The interest in PPMs for SDMs was mainly driven by the challenge of modelling presence-only data, when all the information available is the points where the species was registered (Fithian and Hastie 2013). Usually, one need to sample pseudo-absences (points that reflect places where the species is absent), but the number and place of pseudo-absences can have a great influence on models (Barbet-Massin et al. 2012). Instead, on a PPM framework, quadrature (or background) points are used as a device only to describe the available environmental conditions (Fithian and Hastie 2013). Points are sampled at random and the number of points can be chosen based on the accuracy of the likelihood estimate (Renner et al. 2015). In theory, all the points of the environment could be used, but this would increase computational time.

In the case of a PPM, and considering that the points does not present a strong bias, the resulting intensity of the point process can be used as a proxy to the suitability of the habitat (under the assumption that the species is more easily registered where the habitat suitability is higher) (Renner et al. 2015). One important point to note is that the results of any PPM model (and in general, any presence-only model) should not be interpreted as probability of occurrence, but instead as a relative occurrence rate (following (Merow, Smith, and Silander 2013)).

PPMs are closely related to the widely used Maxent (Renner and Warton 2013). Indeed, even the pseudo-absence (or presence-background) modeling can approximate a Poisson point process model, under certain conditions (Renner et al. 2015; Warton and Shepherd 2010).

5.2 Chosen algorithms

Based on Valavi et al. (2021) and in our previous experience, we selected the following algorithms to test:

  • GLM (Generalized Linear Models)
  • LASSO (LASSO Regularized GLM, through glmnet)

Items from a dataset:
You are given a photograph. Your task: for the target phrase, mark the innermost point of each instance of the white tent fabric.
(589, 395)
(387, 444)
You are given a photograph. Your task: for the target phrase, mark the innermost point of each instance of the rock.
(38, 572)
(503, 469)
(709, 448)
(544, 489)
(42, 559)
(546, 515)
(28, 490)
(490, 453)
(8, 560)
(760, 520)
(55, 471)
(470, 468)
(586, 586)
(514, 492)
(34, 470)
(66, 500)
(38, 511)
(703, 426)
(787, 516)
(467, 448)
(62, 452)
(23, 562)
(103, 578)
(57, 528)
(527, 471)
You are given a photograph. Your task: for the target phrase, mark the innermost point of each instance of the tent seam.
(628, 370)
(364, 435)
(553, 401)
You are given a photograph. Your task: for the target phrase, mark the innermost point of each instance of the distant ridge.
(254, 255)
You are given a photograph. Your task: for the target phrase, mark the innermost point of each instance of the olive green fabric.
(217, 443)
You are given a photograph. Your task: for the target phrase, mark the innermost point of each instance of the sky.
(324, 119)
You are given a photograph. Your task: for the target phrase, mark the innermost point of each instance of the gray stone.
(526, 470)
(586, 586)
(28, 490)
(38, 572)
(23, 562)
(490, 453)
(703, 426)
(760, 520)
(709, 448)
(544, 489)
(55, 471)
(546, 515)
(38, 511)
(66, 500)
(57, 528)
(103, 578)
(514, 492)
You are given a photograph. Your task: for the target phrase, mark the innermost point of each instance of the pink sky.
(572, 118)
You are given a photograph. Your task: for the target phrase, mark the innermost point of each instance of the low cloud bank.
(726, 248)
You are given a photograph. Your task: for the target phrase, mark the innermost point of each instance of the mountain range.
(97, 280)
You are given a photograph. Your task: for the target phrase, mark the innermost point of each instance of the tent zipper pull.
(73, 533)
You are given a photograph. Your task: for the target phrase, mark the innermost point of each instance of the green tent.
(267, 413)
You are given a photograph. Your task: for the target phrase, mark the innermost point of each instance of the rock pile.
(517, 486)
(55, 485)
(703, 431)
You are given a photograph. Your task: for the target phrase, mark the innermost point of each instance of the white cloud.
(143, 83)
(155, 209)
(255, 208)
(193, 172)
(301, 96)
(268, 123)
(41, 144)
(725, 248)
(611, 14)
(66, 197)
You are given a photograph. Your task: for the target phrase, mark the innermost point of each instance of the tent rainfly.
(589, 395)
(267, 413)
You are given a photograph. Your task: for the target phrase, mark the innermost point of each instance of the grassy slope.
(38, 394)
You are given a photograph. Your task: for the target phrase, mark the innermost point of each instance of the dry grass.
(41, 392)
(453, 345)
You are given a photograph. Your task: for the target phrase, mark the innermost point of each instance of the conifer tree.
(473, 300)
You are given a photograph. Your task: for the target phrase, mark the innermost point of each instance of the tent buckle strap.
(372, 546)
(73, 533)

▸ Work to complete:
• A. Copy everything in the passage on point process models from "5.2 Chosen algorithms" down to "(Generalized Linear Models)".
• B. Carry on the passage on point process models from the point where it stops.
None of the items is needed here.

▸ Per-task answers:
• A.
5.2 Chosen algorithms

Based on Valavi et al. (2021) and in our previous experience, we selected the following algorithms to test:

  • GLM (Generalized Linear Models)

• B.
  • Maxent (Maximum Entropy algorithm, through maxnet implementation)
  • BRT (Boosted Regression Trees)
  • RandomForest

We also considered for very experimental purposes one other implementation of Boosted Regression Trees (also called GBM - Gradient Boosting Model), the LightGBM. This machine learning method performs very well in machine learning tasks and is much faster than other GBM implementations. However, as it was designed for large datasets it can suffer from overfitting.

GLMs were fitted with four variations: no weighting, naive-weighting, IWLR (Infinitely Weighted Linear Regression) and DWPR (Down-Weighted Poisson Regression). BRT were fitted with no weight and with naive-weighting. Random Forest were fitted with no-weighted classification and down-sampled classification.

Algorithms were implemented as modules in the obissdm package. This package was specifically designed to hold the primary functions utilized in our modeling framework, thus facilitating more comprehensive documentation.

5.3 Test with virtual species

For the first part of the SDM methods testing, we created 2 virtual species (in which we have full control of the generative process; for more information on virtual species see Leroy et al. (2015) and Zurell et al. (2010)). Because we know the true distribution of the virtual species, we can better explore the differences in performance of the distinct algorithms under distinct conditions (Meynard, Leroy, and Kaplan 2019). We performed a set of testings considering the following scenarios:

  • Two conditions of environmental data: all environmental variables known (species 101) and one variable unknown (Gaussian noise) (species 103)
  • Two sampling conditions: with bias and without bias
  • Two data availability conditions: low (30 points) and high (150 points)

This sums up to 8 modeling settings. Because the sampling process of points is random, we generated 10 samples of presence points for each species (yielding a total 80 models to be fitted). We also generated 10 samples (for each species) of presence-absence points to be used as independent evaluation datasets.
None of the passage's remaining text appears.